*Assigned task:*
Find all the lines in the entries below that hold the word "blue" and copy them.

Working data section start

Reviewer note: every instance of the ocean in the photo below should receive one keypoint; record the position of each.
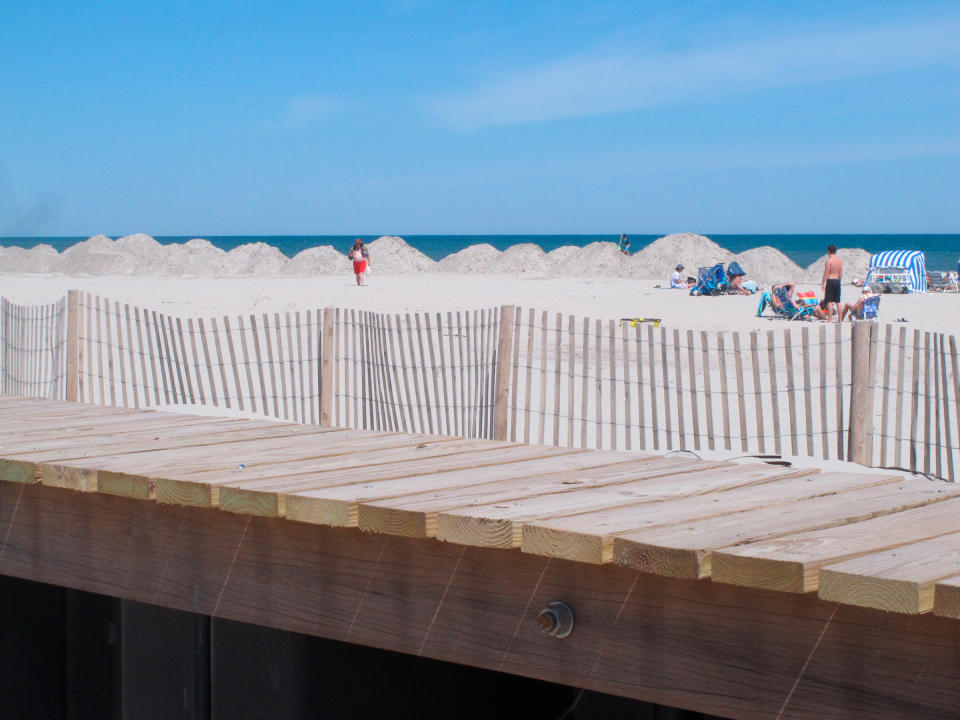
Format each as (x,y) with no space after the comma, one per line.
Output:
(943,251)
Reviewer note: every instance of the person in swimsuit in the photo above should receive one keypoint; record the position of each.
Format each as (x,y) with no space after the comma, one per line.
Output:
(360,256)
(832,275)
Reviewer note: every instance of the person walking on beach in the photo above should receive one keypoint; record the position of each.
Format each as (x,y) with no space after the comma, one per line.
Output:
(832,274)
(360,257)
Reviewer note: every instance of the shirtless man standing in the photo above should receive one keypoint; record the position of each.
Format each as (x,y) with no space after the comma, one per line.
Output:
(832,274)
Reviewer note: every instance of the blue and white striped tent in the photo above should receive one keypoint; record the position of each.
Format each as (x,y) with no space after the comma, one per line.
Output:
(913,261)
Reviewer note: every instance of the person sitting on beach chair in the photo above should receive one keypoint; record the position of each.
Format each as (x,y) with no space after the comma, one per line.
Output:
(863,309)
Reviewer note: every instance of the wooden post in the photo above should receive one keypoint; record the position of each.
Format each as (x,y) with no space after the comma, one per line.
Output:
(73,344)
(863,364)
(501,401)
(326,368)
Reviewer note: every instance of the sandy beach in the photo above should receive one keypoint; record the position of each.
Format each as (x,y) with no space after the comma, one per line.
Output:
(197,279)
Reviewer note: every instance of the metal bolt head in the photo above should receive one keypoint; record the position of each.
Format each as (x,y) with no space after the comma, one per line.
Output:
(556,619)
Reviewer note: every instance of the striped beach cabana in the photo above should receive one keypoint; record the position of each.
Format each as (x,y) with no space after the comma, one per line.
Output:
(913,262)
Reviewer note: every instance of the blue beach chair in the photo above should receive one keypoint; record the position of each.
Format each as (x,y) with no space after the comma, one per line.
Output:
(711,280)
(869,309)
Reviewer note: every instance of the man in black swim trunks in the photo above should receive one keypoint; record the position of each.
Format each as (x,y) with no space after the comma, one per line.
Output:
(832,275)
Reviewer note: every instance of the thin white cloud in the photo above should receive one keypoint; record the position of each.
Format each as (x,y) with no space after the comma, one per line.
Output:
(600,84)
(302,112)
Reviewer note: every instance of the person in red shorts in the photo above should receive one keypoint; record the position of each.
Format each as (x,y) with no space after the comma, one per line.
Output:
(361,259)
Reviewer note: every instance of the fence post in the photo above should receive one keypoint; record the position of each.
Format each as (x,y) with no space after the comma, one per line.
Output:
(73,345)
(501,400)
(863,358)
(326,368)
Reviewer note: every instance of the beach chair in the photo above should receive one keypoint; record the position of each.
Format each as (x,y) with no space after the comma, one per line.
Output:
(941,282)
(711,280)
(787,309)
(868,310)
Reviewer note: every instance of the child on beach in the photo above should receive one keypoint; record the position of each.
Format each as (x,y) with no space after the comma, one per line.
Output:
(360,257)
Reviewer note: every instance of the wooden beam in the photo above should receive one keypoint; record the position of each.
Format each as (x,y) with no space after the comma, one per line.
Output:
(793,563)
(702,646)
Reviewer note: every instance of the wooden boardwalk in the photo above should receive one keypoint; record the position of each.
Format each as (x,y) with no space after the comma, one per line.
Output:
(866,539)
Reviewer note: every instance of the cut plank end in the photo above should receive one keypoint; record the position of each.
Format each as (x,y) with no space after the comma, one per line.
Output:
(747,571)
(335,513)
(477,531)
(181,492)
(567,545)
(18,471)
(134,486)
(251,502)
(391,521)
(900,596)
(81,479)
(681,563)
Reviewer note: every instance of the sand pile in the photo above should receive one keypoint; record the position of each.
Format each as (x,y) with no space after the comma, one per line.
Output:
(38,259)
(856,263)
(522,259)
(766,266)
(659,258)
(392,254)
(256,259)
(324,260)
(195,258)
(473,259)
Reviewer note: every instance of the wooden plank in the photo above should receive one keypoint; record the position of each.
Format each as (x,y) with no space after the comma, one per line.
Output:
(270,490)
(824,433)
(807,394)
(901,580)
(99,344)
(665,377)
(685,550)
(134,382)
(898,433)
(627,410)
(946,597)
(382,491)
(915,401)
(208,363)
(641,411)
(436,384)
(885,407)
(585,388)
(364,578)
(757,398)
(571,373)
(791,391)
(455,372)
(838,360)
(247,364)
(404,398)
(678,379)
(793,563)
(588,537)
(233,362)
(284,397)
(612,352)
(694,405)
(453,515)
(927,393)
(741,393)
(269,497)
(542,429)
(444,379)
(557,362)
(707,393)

Working data section end

*Answer to this problem:*
Reviewer note: every instance of the blue and white striped tent in the photo above should receive one keypoint; record the position of each.
Reviewer note: every instance of the blue beach chair in the photo above should receive one keypoint; record the position of each.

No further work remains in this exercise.